### What is being asked
How many lines in the items below contain the string "necktie", with case counting? Reply with the number alone.

### Entries shown
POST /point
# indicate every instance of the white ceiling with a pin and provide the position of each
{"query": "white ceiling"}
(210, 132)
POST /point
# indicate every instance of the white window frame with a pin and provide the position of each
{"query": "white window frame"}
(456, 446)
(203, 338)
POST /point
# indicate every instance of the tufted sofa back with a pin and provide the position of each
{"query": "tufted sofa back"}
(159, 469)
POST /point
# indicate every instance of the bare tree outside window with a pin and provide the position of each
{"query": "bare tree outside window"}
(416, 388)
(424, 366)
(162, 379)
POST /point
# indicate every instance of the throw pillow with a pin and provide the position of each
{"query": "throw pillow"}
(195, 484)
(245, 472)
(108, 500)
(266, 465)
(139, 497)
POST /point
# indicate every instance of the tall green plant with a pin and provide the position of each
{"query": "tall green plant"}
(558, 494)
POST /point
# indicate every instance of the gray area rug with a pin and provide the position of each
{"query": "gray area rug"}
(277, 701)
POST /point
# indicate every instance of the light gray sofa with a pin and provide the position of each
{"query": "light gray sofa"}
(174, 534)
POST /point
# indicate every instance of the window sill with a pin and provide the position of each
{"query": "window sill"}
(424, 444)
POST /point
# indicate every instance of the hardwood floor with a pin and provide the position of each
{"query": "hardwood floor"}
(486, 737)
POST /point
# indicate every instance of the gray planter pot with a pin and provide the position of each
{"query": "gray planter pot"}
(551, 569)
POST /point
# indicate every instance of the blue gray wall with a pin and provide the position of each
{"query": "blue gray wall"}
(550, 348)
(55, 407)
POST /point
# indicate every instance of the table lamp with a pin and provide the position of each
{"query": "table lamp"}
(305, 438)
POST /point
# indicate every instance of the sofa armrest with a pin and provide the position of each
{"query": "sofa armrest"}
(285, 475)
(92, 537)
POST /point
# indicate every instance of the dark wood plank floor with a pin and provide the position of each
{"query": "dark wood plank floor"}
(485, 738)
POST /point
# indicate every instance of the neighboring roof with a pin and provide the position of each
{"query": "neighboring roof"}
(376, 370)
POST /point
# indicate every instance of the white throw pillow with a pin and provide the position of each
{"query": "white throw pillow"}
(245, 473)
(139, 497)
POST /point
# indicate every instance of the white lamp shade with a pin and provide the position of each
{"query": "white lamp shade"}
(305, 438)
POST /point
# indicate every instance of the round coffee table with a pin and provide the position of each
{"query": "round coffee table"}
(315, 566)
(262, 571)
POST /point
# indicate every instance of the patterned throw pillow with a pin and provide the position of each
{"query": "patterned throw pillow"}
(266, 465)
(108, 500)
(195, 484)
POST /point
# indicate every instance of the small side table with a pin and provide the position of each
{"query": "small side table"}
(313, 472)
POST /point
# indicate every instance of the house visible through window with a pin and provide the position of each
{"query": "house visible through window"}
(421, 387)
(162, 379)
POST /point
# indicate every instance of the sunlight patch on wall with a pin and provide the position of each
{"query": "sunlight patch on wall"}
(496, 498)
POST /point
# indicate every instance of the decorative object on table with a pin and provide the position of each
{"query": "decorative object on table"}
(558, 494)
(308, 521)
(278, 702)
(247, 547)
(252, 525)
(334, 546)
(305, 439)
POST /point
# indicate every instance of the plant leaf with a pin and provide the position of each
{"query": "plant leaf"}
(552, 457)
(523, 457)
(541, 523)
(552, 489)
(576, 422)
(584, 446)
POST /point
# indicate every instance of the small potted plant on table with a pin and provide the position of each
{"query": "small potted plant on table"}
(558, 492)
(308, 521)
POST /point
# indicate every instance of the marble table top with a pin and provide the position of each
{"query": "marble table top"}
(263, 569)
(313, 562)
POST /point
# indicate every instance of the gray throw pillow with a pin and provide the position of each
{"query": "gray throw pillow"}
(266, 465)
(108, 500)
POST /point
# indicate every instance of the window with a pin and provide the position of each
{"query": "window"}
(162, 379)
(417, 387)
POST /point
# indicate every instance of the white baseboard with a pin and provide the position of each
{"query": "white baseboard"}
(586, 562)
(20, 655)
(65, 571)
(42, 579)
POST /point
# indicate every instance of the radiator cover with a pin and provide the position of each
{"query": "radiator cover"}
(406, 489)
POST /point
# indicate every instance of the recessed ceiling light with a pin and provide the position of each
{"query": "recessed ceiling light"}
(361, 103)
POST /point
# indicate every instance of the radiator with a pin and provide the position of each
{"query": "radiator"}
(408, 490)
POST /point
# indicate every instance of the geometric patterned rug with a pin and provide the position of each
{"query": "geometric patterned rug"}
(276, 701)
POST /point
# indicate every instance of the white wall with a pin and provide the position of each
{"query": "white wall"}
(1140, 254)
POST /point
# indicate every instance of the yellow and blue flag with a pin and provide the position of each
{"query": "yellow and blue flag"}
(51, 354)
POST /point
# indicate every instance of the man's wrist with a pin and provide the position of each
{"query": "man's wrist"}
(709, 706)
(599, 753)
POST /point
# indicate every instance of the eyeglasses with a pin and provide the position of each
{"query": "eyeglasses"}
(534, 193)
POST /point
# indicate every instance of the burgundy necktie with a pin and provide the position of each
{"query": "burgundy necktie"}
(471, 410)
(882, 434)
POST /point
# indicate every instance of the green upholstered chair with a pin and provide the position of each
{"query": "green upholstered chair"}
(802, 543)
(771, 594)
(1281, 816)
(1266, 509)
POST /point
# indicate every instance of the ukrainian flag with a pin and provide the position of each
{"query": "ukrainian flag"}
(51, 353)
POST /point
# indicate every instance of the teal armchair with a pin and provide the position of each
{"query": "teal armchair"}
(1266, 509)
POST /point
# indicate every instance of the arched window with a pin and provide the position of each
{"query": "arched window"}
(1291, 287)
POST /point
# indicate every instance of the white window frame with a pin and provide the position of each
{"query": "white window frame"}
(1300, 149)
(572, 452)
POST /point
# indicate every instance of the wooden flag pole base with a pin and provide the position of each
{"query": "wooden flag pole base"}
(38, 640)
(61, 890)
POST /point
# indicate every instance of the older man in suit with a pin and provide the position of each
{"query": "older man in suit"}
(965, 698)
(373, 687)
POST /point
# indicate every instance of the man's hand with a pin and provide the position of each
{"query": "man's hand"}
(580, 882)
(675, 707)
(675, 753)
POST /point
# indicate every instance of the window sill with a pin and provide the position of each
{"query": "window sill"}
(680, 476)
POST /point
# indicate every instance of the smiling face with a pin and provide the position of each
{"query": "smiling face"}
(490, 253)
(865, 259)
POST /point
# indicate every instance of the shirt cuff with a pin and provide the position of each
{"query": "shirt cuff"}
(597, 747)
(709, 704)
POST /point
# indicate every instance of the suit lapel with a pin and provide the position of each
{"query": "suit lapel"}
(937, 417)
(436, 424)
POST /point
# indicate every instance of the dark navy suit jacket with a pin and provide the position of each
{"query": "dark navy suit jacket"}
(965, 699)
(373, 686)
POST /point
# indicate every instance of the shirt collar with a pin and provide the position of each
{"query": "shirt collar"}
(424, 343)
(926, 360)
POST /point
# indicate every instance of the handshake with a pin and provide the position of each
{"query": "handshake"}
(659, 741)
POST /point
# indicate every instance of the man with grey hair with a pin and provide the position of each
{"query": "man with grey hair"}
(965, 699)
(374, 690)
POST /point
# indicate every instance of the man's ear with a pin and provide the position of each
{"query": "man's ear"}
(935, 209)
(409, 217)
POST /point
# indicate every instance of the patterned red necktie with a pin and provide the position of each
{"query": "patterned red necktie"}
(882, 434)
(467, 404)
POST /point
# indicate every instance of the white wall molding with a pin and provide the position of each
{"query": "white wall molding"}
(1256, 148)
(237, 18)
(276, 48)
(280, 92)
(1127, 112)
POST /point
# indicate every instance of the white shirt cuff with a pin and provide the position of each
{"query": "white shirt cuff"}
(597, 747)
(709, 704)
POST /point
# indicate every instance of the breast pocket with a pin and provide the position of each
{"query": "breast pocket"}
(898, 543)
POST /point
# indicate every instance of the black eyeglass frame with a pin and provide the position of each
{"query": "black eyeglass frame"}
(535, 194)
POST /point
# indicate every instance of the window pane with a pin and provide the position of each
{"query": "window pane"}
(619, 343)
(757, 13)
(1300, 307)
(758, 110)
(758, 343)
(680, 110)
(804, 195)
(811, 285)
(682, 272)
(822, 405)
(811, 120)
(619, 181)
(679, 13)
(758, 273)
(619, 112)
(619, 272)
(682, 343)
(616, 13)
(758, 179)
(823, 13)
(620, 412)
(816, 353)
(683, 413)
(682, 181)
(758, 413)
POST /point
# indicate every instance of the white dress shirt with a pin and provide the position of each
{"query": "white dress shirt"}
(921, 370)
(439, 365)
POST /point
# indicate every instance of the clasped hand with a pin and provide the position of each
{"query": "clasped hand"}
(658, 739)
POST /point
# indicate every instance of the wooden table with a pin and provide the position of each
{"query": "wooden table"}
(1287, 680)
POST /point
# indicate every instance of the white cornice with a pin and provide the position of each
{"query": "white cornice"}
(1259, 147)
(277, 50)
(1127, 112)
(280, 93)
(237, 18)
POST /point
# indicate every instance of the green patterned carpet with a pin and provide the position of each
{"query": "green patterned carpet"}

### Right answer
4